** Action item **
Each line from the one containing "Every instance of the man's forehead" through the last line of the records below is to be set down exactly; the rest stays out.

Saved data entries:
▼

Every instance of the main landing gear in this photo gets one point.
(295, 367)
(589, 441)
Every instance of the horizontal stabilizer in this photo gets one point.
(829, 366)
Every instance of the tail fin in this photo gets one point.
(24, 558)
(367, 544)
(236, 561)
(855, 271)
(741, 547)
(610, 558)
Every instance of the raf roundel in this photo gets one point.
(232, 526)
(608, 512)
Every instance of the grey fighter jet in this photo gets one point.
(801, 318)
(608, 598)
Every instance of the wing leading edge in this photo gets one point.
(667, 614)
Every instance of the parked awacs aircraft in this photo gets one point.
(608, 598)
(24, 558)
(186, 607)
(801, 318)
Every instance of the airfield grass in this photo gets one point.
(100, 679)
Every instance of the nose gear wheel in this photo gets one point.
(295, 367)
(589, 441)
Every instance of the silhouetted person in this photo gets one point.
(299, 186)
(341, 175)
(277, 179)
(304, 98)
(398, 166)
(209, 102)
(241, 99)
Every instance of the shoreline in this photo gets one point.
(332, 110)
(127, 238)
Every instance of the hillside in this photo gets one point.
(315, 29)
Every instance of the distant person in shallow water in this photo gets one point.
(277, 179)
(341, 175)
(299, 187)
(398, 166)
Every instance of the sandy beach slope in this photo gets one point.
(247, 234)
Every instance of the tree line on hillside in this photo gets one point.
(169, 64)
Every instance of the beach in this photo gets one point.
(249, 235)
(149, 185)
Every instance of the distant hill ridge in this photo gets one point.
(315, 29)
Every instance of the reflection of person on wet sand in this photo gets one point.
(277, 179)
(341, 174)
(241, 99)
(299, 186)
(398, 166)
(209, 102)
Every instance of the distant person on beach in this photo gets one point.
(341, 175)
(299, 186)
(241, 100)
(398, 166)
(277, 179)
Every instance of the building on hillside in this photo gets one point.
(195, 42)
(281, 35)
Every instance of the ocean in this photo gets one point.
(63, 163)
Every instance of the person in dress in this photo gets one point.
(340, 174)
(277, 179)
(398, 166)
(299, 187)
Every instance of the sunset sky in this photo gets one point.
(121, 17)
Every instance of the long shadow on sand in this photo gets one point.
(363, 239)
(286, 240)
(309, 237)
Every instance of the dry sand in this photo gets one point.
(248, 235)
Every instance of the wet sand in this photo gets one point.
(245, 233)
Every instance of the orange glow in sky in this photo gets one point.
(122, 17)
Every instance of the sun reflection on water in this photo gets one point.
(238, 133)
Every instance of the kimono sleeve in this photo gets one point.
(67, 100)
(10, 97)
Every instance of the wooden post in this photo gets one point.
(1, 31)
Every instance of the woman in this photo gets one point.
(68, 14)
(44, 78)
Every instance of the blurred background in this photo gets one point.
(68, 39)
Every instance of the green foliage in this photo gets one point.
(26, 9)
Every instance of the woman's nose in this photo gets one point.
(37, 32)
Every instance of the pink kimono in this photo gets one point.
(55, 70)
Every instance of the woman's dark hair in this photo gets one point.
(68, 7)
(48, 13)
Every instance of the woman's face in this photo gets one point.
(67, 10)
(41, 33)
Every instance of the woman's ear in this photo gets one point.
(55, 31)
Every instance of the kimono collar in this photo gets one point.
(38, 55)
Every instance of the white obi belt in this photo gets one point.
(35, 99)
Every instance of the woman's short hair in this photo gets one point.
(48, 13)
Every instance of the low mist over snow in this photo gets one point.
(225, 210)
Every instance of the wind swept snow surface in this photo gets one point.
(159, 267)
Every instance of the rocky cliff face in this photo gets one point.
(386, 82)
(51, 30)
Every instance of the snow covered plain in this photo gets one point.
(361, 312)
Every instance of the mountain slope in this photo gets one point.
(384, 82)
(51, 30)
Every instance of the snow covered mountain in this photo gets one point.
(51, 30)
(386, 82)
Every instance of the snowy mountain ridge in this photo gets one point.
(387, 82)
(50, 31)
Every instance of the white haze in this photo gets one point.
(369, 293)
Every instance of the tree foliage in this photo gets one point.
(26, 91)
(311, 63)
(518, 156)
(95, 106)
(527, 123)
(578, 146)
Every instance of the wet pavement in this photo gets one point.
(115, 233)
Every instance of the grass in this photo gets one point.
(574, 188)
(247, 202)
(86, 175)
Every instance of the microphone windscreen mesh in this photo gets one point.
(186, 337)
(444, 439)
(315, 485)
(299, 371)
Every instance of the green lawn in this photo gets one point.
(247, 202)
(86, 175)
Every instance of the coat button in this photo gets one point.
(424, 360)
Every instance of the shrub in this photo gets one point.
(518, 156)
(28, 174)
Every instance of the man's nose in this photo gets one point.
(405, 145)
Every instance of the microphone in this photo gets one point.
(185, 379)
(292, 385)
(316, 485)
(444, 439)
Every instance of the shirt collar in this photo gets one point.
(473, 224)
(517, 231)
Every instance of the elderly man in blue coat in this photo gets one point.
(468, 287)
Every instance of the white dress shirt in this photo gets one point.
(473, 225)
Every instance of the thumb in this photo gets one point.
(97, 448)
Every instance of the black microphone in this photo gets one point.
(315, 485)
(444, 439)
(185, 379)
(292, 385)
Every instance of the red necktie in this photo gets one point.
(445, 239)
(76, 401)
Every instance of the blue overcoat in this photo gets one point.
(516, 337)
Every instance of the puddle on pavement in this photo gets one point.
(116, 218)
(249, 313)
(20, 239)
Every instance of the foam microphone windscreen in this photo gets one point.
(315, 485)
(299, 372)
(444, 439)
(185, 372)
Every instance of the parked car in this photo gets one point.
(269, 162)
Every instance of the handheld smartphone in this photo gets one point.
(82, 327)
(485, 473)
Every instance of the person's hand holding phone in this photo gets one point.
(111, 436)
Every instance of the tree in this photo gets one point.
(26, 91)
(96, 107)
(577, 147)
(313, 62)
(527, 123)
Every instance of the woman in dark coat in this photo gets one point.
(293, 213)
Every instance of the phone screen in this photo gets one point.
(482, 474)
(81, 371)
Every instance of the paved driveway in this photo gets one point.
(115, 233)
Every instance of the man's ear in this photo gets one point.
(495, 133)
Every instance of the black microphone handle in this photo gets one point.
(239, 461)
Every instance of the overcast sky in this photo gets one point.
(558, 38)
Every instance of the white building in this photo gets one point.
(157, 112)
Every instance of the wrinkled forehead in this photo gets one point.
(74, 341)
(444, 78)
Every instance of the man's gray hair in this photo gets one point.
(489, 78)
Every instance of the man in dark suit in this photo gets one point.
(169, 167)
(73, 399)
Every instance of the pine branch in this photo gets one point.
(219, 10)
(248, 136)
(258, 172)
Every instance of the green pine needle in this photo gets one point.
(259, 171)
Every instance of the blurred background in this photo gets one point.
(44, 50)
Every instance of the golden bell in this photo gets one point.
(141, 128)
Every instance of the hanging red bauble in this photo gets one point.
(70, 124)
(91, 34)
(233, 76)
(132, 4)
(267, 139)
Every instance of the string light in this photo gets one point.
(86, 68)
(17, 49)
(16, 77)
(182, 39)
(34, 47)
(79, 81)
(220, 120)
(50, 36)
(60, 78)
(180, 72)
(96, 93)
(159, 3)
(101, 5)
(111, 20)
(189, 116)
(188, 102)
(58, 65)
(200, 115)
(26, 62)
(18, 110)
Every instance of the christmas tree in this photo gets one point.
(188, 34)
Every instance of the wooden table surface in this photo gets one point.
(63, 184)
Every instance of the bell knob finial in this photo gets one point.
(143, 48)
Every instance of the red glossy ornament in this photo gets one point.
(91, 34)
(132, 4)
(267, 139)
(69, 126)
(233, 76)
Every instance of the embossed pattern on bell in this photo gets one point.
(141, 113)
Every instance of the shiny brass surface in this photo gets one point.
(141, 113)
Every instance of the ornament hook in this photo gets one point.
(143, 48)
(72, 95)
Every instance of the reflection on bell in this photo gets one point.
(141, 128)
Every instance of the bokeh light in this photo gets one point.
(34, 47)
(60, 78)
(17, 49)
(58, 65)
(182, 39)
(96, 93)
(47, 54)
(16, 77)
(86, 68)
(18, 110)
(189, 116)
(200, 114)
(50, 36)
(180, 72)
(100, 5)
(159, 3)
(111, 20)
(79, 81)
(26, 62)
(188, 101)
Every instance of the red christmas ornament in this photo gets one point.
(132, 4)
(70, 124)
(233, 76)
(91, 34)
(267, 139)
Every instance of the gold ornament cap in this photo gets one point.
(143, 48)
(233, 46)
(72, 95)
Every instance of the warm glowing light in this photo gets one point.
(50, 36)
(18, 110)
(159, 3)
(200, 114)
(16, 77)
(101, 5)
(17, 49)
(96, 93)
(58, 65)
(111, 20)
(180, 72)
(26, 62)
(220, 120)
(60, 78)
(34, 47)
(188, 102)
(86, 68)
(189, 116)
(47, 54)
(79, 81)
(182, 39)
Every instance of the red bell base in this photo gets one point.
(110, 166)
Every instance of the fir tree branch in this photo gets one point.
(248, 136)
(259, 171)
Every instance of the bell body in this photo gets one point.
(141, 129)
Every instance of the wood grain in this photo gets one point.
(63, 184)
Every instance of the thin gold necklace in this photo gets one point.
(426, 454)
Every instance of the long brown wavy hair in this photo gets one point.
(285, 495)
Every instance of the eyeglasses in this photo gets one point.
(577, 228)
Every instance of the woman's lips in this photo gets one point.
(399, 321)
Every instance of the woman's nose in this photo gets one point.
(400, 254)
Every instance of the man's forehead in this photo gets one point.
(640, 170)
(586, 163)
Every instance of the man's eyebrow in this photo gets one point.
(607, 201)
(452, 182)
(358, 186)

▲

** Response box **
Every instance of the man's forehead in this photo gets one point.
(640, 170)
(586, 163)
Every instance of the man's eyebrow in this photo gets one point.
(607, 201)
(452, 182)
(358, 186)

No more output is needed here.